TEXT below:
Indigenous and local youth campers from Malaysia, Cambodia, Myanmar, Philippines and Vietnam gathered for the first virtual regional forest camp last December 11, 2021 and January 8, 2022.
Through the event, the youth participants identified their aspirations, visions and proposed activities. Josefa Cariño Tauli of the Global Youth Biodiversity Network discussed international policies and programs to support indigenous peoples and while Chandra Tripura of the Asia Indigenous Peoples Pact talked about the current situation of indigenous and local youth in the ASEAN region.
The campers also participated in skill shares for photo advocacy, spoken word poetry and natural dyeing during the first day of the camp.
On the second day, the youth from the different countries shared their existing programs to support youth empowerment. The virtual campers shared various issues and challenges such as access to basic needs like food, health and quality education, future job opportunities, unsustainable practices, land tenure, livelihood, discrimination, and the recognition of youth voices and their rights.
Forestry students from the University of the Philippines Los Baños also held a virtual campus tour specifically in the College of Forestry and Natural Resources located within the forests of Mount Makiling in Laguna, Philippines. Campers were also treated to the photo contest entries and the spoken word poetry performances from their fellow youth participants.
End of TEXT.
DATA RECORDS below:
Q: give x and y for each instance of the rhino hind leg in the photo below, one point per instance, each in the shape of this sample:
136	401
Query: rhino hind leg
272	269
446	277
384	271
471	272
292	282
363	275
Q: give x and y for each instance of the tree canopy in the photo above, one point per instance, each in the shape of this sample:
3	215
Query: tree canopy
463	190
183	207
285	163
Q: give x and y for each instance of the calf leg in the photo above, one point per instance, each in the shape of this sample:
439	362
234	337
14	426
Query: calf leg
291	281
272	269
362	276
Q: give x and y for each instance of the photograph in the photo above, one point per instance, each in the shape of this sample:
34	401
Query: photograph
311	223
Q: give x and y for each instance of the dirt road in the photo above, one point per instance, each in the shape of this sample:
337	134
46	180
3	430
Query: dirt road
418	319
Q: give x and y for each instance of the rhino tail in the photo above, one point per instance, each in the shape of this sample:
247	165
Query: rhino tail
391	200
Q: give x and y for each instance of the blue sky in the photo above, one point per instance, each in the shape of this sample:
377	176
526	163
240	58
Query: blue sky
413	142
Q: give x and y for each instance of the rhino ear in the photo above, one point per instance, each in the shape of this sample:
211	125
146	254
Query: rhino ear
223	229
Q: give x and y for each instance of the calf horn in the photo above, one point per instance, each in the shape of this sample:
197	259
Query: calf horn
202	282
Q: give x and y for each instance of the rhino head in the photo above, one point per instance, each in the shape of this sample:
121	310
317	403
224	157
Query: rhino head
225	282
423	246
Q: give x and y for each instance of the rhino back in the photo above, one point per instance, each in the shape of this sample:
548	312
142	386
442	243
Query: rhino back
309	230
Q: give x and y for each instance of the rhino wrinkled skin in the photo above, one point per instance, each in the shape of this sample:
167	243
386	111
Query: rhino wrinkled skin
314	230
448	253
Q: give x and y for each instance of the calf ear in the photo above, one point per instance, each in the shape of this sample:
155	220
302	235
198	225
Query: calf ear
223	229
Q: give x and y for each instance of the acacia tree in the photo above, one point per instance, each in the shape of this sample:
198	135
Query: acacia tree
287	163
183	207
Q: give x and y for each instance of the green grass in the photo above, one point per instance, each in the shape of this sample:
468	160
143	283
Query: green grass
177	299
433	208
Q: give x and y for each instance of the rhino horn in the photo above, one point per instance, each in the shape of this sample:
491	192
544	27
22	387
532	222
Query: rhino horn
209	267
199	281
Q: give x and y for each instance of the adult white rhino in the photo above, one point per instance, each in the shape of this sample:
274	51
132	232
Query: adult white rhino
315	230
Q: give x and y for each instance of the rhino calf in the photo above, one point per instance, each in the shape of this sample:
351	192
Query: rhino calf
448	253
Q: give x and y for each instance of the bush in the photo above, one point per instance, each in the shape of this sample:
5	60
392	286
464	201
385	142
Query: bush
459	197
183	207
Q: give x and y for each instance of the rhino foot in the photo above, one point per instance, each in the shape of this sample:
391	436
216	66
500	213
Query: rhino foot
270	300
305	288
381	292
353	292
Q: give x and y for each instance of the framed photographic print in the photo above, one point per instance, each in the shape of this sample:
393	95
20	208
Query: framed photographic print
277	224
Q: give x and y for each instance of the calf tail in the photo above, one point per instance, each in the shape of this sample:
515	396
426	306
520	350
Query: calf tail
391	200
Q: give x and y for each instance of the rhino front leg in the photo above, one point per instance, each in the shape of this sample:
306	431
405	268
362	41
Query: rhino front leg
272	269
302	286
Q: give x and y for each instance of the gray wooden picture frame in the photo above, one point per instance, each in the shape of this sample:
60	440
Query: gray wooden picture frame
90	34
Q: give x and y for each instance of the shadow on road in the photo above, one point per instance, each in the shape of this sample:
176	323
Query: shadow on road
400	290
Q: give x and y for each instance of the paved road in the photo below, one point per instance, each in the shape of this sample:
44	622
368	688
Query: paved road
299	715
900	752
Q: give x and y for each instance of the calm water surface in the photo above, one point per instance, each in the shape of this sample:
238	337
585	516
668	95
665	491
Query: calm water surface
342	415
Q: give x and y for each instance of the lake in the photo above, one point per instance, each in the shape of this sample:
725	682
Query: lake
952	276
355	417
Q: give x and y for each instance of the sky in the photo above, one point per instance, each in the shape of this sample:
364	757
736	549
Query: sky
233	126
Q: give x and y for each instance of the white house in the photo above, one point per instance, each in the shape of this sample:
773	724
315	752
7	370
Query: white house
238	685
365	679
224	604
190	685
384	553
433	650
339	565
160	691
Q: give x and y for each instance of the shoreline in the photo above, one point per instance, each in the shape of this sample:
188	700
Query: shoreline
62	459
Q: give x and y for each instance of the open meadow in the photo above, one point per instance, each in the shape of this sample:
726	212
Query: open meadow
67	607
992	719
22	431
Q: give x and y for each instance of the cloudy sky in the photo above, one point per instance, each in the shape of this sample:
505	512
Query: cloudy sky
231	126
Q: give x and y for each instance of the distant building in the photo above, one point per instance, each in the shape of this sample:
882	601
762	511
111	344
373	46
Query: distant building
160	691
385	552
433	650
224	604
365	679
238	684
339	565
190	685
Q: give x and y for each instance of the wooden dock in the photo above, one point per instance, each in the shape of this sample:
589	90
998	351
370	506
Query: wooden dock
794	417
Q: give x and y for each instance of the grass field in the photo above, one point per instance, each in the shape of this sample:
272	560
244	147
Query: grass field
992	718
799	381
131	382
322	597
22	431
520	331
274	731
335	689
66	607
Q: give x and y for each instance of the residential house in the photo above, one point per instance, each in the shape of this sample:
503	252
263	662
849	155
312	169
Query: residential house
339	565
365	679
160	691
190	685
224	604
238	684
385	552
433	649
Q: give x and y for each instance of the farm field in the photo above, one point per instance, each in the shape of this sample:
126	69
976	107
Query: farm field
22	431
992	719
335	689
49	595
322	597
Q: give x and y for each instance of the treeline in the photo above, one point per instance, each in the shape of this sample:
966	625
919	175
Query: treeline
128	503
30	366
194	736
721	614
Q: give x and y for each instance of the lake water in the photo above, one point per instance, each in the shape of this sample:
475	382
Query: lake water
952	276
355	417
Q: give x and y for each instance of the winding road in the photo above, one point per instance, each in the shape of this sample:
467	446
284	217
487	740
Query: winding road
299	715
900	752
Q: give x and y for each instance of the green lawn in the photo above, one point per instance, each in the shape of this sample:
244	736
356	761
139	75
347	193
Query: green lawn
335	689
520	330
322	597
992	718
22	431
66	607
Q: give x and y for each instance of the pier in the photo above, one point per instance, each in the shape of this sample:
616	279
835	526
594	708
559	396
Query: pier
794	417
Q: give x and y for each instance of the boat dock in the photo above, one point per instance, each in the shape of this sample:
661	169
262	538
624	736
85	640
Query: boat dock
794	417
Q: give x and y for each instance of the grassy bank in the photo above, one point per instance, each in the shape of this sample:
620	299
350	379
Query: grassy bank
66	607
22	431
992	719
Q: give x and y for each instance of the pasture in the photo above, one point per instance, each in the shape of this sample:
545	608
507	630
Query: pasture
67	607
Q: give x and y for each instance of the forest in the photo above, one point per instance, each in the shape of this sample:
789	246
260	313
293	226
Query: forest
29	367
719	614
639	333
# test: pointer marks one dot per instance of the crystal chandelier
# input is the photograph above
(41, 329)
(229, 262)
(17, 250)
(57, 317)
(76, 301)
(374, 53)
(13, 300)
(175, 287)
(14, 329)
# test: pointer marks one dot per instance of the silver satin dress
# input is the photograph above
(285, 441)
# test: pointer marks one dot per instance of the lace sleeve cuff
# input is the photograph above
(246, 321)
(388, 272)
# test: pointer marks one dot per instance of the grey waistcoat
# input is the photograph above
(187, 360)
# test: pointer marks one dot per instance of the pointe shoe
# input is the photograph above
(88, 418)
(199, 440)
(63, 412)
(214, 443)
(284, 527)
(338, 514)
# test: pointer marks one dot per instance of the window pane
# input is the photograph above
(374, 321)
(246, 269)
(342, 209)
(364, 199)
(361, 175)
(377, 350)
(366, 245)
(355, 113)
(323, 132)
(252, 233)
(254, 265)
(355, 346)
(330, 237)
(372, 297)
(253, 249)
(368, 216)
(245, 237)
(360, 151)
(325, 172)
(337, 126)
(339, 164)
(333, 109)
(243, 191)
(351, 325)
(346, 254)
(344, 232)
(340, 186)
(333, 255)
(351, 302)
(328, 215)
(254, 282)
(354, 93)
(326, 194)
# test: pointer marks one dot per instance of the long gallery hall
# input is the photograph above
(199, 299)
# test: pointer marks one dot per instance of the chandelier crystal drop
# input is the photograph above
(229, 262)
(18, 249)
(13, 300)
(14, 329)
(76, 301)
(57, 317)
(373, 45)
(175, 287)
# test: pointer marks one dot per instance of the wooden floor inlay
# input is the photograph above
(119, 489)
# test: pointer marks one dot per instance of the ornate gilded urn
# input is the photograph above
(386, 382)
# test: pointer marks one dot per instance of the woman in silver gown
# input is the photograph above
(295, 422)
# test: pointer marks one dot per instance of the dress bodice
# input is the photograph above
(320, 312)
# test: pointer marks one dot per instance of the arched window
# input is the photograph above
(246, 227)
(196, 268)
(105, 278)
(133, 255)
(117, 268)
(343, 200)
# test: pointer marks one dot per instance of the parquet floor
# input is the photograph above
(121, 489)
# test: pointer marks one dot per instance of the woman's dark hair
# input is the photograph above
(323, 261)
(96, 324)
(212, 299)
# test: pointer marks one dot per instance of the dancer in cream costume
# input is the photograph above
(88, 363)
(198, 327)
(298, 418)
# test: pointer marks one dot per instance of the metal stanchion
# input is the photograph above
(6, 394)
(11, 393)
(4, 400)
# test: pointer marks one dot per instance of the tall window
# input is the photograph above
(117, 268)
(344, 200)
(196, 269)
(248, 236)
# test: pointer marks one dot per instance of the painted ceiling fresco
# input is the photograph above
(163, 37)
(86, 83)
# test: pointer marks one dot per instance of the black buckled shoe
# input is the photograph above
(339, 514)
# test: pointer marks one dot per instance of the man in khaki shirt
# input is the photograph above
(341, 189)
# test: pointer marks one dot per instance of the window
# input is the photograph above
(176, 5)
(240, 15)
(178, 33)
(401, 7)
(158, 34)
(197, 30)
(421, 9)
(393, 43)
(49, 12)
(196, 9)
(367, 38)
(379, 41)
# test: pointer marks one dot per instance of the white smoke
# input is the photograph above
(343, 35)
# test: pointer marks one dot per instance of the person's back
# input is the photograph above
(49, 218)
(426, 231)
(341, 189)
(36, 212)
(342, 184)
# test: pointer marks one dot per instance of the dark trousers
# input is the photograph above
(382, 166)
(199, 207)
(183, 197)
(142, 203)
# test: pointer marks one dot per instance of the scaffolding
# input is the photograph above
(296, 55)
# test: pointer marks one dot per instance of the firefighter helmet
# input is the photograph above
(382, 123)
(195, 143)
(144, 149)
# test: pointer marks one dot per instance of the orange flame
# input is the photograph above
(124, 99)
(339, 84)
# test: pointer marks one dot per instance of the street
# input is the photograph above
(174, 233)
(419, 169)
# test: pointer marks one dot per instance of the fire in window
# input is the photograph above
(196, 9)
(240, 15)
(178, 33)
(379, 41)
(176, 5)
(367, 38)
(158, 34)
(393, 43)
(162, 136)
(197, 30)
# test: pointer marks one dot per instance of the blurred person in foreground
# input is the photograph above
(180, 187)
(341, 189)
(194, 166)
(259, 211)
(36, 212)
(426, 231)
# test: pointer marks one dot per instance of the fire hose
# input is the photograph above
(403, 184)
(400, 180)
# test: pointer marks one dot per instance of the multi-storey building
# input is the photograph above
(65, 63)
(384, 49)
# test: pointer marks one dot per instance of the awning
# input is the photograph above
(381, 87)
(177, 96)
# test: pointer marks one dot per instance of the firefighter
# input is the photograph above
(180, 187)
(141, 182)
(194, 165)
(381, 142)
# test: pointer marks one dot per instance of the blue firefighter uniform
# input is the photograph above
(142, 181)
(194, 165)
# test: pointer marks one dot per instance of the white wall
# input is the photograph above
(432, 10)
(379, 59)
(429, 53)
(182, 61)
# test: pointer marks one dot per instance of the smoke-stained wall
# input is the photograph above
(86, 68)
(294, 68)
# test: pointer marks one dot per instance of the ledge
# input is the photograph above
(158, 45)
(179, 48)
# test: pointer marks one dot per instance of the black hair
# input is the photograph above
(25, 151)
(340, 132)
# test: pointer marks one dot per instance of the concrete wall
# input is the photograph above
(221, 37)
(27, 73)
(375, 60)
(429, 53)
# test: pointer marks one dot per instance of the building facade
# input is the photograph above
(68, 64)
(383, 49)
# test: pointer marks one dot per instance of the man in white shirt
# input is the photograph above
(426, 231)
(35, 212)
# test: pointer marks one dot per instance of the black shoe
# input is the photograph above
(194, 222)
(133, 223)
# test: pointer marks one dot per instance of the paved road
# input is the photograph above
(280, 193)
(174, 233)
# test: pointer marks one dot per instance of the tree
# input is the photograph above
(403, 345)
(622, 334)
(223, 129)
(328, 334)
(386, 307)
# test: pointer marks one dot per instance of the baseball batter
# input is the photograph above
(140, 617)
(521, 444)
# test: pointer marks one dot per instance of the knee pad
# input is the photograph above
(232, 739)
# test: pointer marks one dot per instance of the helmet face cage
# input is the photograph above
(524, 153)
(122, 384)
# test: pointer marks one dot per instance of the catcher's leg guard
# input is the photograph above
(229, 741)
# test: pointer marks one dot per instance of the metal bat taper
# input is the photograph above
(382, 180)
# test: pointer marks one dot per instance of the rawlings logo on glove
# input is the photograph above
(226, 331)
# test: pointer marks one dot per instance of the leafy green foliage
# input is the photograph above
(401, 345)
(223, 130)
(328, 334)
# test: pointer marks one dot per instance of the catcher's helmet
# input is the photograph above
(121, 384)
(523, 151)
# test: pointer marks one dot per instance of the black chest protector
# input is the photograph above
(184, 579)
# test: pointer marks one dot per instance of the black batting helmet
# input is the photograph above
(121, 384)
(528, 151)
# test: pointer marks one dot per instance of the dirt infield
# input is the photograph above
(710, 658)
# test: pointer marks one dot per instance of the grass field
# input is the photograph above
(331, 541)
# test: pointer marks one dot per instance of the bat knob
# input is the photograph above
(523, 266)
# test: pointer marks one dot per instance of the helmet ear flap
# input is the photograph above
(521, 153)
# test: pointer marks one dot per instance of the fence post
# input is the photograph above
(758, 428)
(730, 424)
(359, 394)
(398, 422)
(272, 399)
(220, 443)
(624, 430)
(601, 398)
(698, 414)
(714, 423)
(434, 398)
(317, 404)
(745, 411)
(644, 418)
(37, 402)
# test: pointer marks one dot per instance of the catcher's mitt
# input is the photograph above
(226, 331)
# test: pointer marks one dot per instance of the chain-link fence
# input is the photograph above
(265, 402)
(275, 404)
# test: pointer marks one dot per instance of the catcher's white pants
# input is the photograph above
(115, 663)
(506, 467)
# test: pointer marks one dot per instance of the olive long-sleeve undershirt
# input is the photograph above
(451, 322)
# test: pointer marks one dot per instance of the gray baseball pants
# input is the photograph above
End of DATA RECORDS.
# PROBLEMS TO SOLVE
a - According to the forest camp text, which organization was Chandra Tripura from?
b - Carry on the text about the virtual regional forest camp from the point where it stops.

# RESULTS IN ORDER
a - The Asia Indigenous Peoples Pact.

b -
“It is time for us to join together and take part in conserving our environment and the development of the culture of our communities. We must show that we are worthy of being called the true hope of the nation,” said Monitte Lantas of Nagkakaisang Kabataang Katutubo ng Narra from Palawan, Philippines in her winning Tagalog-language spoken word poetry piece.
The event is part of NTFP-EP Asia’s focus on youth engagement and empowerment as one of the organization’s new thematic areas. Engaging the youth now is key to the future security of the conditions of forests and the indigenous peoples and local communities that depend on forest resources. The youth camp was held virtually through Zoom amid safety concerns and travel restrictions due to the ongoing COVID-19 pandemic.